:: Source passage ::

Bahar Behbahani’s Ispahan Flowers Only Once has multiple aspects; the project consists of a long-format video alongside the building of a community garden in New York City. The video delves into Behbahani’s relationship with the scholar Donald Wilber, who was an expert in Persian gardens and a spy who secretly orchestrated the 1953 CIA coup of Mohammad Mossadeq in Iran.

“I travelled the Persian Gardens series from Thomas Erben gallery in New York to the Hood Museum in Dartmouth College, and further to Shanghai and Moscow, among other places across the world,” Behbahani told Observer via email. “These engaging experiences have inspired and urged me to think and create a plan to impact a wider audience in a public platform—a fundamental search for a sense of place.”

Niv Acosta and his collaborator Fannie Sosa’s Brooklyn-based Black Power Naps is an exhibition that provides a space for rest and recalibration in defiance of historical conditioning. “The idea of sleep is haunted by deadly fictions—racist stigmas passed on from the days of slavery, when falling asleep during the day was a heavily punished act,” Acosta and Sosa wrote for Broadly.

:::
:: Supplied entries ::

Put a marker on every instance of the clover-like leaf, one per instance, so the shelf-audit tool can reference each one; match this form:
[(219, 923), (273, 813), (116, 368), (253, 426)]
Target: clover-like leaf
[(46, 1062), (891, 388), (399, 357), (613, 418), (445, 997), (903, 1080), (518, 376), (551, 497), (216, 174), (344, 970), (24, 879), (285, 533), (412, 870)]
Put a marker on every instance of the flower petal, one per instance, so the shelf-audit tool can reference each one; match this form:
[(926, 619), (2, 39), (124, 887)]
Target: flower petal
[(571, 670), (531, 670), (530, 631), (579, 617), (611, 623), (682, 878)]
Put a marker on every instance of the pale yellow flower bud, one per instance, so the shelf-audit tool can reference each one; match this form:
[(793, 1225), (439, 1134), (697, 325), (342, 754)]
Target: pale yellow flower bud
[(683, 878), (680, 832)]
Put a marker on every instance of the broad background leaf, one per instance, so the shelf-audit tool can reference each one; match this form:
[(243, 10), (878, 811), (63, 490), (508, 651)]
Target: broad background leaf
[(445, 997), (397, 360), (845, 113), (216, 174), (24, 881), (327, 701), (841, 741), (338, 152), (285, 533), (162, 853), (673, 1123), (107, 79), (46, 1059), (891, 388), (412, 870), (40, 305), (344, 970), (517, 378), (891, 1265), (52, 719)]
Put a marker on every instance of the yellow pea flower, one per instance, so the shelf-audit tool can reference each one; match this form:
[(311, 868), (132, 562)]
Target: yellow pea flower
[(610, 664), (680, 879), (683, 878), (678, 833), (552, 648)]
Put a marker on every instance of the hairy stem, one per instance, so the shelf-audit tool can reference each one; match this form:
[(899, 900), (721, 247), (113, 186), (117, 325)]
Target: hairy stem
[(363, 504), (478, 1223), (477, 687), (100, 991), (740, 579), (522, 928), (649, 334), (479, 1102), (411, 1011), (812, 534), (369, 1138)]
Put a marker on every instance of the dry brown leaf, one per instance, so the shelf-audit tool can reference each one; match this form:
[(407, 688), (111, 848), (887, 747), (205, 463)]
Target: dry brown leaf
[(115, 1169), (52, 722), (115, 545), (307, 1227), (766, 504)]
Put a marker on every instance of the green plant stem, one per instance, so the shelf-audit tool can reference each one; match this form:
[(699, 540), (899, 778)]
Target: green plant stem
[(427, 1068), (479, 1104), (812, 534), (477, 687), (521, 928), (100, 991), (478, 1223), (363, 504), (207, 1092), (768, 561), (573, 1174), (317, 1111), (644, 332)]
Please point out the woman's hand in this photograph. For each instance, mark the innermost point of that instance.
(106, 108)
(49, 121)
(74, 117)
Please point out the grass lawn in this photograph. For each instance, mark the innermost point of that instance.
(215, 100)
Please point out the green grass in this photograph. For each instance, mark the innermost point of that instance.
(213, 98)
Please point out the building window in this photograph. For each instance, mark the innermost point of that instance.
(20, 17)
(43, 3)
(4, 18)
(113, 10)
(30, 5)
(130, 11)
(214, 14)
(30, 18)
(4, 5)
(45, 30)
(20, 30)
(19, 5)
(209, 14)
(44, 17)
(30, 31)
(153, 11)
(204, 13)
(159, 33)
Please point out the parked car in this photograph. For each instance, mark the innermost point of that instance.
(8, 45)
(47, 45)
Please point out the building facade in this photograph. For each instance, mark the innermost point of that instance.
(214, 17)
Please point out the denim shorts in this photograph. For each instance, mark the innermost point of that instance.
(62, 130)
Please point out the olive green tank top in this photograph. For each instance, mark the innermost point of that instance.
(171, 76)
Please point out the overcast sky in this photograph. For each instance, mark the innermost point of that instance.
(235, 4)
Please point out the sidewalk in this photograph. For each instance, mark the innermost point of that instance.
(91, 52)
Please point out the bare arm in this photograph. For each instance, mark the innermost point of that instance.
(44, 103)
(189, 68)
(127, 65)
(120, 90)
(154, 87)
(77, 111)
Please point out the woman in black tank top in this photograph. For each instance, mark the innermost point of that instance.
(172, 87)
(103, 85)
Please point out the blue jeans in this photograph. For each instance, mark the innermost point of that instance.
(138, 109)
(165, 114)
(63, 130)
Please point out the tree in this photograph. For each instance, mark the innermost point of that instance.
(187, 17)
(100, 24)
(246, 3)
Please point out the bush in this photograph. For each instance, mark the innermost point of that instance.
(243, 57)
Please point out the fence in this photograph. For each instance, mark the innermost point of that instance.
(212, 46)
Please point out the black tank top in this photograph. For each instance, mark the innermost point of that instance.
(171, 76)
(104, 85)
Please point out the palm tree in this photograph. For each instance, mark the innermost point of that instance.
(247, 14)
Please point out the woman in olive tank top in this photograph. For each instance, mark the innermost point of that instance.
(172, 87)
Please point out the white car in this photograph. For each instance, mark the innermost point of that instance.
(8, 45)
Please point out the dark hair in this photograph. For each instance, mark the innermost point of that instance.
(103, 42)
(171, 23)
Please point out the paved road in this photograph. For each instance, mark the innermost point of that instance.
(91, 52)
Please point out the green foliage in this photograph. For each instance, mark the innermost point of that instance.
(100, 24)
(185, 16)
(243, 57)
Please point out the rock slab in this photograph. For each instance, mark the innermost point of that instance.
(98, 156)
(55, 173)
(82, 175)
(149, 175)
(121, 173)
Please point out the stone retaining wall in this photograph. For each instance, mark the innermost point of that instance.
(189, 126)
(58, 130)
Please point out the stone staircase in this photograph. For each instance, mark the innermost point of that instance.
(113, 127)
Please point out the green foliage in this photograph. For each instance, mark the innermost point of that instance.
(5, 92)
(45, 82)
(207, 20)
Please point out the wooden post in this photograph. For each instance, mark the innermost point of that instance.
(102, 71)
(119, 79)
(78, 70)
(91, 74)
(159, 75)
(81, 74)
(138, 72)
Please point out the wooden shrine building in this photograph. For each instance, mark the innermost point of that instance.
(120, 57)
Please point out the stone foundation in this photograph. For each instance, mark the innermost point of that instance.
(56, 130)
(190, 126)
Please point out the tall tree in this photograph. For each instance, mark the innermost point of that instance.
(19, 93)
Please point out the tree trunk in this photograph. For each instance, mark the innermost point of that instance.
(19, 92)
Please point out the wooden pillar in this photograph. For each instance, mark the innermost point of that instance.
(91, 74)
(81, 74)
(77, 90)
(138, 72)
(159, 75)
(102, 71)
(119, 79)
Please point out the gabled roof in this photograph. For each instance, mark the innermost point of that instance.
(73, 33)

:::

To do:
1. Could you print the part of the passage on art projects that begins at the words "Niv Acosta and" and stops after "wrote for Broadly."?
2. How would you put this sentence from the passage on art projects into Spanish: "The video delves into Behbahani’s relationship with the scholar Donald Wilber, who was an expert in Persian gardens and a spy who secretly orchestrated the 1953 CIA coup of Mohammad Mossadeq in Iran."
3. Could you go on with the passage on art projects from the point where it stops?
These records have no connection to the passage on art projects.

Responses by task:
1.
Niv Acosta and his collaborator Fannie Sosa’s Brooklyn-based Black Power Naps is an exhibition that provides a space for rest and recalibration in defiance of historical conditioning. “The idea of sleep is haunted by deadly fictions—racist stigmas passed on from the days of slavery, when falling asleep during the day was a heavily punished act,” Acosta and Sosa wrote for Broadly.

2. El video profundiza en la relación de Behbahani con el académico Donald Wilber, quien era experto en jardines persas y un espía que orquestó en secreto el golpe de Estado de la CIA de 1953 contra Mohammad Mossadeq en Irán.

3.
Parachute Kids, an essayistic first-person film, explores filmmaker S. Leo Chiang’s separation from his parents at the age of 15, when he and his siblings were sent to America while his parents remained in Taiwan, as well as the long aftermath of that wrenching familial riff.

Alison O’Daniel’s The Tuba Thieves, which is composed of film installations, sculptures and performances, prioritizes the experience of those who are deaf or hard of hearing in its story, which centers around a deaf drummer and his interactions with kids in a marching band.

“For mid-­career artists like me, Creative Capital can help make the difference between whether we keep making art or give up,” performance artist Sheryl Oring told New York magazine in 2006. With its current group of awardees, the organization is telegraphing that the people it wants to throw its weight behind, and whose voices it wants to amplify, look nothing like the old guard of years past.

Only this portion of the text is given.